━━━━━ Texte fourni ━━━━━
8 – Mais ce que vous dites est très grave et même provocateur ?

Pas du tout, monsieur Nga et je crois que vous me connaissez bien. Lula l’ancien président brésilien avait déjà fait la même remarque ou presque. Ce n’est pas avec les trouillards, les génocidaires, les bavards et les fuyards que j’entends et que je vois tous les jours, que l’Afrique va s’en sortir, va devenir autre chose qu’un monde véritablement à part avec une culture sauvage où le pouvoir est perçu comme un bien privé. Remontez un peu le temps, et vous découvrez que ni Diouf ni Wade ne voulait vraiment partir du pouvoir. Ils y ont été un peu contraints. Pour Wade alors, c’est une honte éternelle, lui qui a voulu se faire succéder par son fils, lui l’agrégé de droit, l’agrégé d’économie, l’Avocat, le savant. C’est triste. Avez-vous vu à quoi ressemble cet idiot de président burundais, pas différent d’un tueur en série et à la machette. Soyons sérieux.

9 – Quelle leçon faudrait-il en tirer définitivement ?

Je reviens à ce que je vous ai dit. Il faut compter sur ses propres forces et travailler à construire de véritables forces sociales de changement. Quoiqu’il advienne, ce criminel burundais sera chassé du pouvoir et c’est à peu près certain. Il ne pourra pas tenir ainsi indéfiniment et même son affaire de troisième mandat, ne tiendra pas longtemps la route. Les profondeurs révolutionnaires sont comme des magmas en mouvement d’un volcan dans les profondeurs marines. Elles finissent toujours par exploser et par tout dévaster comme dispositif physique et écologique à la surface.
━━━━━
__Énoncé 1__.
Combien de lignes des enregistrements contiennent la chaîne "background", en tenant compte de la casse ? Donnez seulement le nombre.
__Énoncé 2__.
Poursuivez l'entretien ci-dessus sur le pouvoir en Afrique à partir de sa dernière phrase.
━━━━━ Données fournies ━━━━━
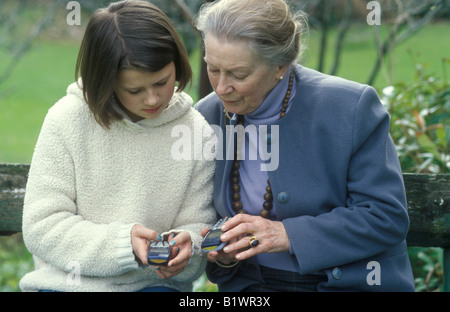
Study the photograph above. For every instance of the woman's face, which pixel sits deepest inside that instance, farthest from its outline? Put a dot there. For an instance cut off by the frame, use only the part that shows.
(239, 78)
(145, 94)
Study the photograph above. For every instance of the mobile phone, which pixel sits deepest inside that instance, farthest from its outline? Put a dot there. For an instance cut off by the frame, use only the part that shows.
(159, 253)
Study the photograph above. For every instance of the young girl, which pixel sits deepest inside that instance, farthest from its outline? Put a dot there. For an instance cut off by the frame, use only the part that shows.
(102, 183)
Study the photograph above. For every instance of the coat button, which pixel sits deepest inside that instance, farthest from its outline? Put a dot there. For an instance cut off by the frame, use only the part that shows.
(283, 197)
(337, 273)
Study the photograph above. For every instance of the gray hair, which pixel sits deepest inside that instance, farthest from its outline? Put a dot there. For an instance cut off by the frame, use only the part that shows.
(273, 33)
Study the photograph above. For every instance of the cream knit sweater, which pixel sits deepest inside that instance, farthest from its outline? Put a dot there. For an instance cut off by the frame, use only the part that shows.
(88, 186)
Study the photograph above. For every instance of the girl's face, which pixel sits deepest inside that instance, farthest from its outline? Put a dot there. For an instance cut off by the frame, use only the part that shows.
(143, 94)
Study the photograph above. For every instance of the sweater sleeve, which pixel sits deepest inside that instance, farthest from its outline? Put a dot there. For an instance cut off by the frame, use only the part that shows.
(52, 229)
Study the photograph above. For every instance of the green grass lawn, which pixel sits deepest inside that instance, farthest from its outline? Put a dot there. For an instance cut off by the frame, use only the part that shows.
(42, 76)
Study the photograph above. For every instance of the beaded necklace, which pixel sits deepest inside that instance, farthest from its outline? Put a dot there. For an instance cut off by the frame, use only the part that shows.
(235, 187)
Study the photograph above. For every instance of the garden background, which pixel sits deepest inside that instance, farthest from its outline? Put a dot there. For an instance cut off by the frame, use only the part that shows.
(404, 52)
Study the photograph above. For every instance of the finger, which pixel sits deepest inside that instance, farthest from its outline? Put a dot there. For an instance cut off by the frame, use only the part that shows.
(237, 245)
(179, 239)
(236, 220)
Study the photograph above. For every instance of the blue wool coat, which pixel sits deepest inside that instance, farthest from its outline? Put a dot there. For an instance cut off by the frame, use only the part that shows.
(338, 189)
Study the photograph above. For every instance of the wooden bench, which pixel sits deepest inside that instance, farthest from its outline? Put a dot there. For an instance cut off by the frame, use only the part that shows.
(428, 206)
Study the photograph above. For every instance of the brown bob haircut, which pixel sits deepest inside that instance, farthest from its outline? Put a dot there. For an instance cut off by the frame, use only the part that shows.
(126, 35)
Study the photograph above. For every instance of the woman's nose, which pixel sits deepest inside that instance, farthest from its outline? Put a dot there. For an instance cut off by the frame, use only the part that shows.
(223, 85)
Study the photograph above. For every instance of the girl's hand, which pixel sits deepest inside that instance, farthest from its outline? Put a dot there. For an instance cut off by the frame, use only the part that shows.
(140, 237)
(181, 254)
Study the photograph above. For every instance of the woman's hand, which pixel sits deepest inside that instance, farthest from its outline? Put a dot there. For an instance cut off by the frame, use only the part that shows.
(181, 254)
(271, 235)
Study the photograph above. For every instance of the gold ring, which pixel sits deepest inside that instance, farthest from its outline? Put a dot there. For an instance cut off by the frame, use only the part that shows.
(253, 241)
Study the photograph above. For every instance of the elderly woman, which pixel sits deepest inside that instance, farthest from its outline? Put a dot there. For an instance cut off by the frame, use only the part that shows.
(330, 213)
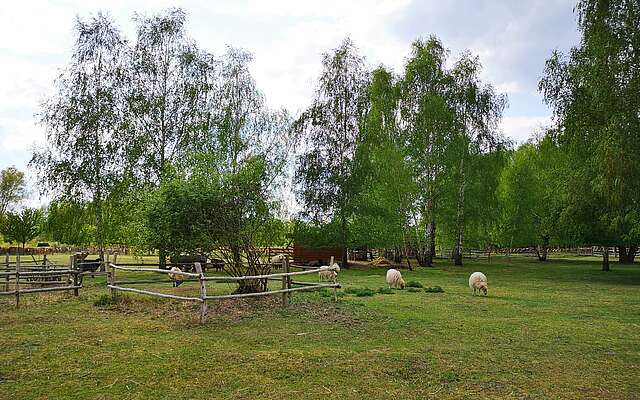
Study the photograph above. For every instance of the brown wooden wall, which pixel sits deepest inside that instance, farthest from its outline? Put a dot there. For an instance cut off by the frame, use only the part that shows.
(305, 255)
━━━━━
━━━━━ Données fournies ━━━━━
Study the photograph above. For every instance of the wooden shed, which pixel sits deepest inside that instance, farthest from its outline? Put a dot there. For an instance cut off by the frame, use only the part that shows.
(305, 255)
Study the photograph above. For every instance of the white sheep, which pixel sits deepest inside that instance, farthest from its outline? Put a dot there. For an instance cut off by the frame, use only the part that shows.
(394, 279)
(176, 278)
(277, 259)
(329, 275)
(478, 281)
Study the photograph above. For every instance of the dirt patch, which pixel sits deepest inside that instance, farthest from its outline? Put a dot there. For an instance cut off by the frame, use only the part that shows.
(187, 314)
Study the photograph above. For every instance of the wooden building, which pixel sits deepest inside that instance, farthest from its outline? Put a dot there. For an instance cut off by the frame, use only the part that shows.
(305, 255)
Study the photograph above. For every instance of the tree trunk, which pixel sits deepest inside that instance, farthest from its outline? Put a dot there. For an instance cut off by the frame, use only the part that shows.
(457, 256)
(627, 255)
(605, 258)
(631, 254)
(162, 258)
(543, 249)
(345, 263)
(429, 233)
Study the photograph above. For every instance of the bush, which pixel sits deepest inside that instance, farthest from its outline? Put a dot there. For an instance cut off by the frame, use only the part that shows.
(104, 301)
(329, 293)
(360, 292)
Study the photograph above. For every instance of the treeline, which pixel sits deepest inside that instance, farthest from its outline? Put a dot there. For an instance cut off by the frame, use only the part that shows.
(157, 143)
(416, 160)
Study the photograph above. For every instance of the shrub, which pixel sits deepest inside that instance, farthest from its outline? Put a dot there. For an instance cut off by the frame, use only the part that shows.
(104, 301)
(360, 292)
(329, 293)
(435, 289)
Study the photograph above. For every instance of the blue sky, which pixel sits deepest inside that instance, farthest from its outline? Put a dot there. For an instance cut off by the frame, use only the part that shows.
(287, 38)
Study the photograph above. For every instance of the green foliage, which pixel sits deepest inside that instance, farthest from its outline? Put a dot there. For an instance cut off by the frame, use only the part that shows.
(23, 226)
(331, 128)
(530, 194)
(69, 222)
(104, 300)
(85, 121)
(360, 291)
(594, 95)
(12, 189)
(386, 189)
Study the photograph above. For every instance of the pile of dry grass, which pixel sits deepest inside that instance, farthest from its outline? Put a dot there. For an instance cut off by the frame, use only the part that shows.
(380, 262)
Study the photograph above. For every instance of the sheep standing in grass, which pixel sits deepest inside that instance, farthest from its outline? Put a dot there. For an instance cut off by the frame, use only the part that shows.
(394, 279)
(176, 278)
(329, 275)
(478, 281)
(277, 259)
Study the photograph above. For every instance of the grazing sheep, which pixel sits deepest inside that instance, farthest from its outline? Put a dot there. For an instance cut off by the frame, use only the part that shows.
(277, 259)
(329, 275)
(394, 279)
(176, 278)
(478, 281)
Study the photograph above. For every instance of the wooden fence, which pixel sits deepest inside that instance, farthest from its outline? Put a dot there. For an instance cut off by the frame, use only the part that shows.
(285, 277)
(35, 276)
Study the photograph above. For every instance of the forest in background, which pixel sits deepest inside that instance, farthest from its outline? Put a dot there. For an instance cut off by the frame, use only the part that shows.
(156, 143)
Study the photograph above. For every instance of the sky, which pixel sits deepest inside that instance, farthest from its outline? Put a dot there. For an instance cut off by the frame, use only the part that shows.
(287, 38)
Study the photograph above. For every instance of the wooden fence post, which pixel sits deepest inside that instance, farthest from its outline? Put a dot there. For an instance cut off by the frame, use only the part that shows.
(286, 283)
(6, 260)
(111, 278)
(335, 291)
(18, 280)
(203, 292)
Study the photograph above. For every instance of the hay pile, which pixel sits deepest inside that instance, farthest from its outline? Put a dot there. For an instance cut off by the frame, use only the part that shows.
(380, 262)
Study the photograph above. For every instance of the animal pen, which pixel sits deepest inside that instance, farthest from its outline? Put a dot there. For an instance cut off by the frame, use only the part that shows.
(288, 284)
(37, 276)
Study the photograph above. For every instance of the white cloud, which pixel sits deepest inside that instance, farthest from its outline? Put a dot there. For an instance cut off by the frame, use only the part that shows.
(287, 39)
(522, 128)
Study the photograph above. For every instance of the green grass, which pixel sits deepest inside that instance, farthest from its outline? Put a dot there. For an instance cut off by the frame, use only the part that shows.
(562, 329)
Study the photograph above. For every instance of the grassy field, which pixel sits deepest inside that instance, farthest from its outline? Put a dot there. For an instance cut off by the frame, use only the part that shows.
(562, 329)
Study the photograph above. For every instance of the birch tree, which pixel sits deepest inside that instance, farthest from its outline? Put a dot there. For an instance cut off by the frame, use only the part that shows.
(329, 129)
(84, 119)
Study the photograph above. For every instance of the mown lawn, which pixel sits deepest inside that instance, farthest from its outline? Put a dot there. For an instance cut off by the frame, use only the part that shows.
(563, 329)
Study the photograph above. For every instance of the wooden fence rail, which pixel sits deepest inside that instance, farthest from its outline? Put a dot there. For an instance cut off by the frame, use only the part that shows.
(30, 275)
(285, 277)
━━━━━
__Réponse 1__.
2

__Réponse 2__.
Maintenant, il est important que les autres potentats à côté qui portent les mêmes ambitions, ne se frottent pas les mains en disant qu’il suffit de bien entretenir sa garde ethnique prétorienne pour s’en tirer à bon compte et déjouer les projets de coup d’Etat. C’est évident pour les deux Congo et les autres. La marche de l’histoire est inéluctable vers des bouleversements et des mutations politiques radicales, particulièrement en contexte de gouvernance autocratique.

10 – Est-ce à conclure que nous allons assister à d’autres événements du même genre ?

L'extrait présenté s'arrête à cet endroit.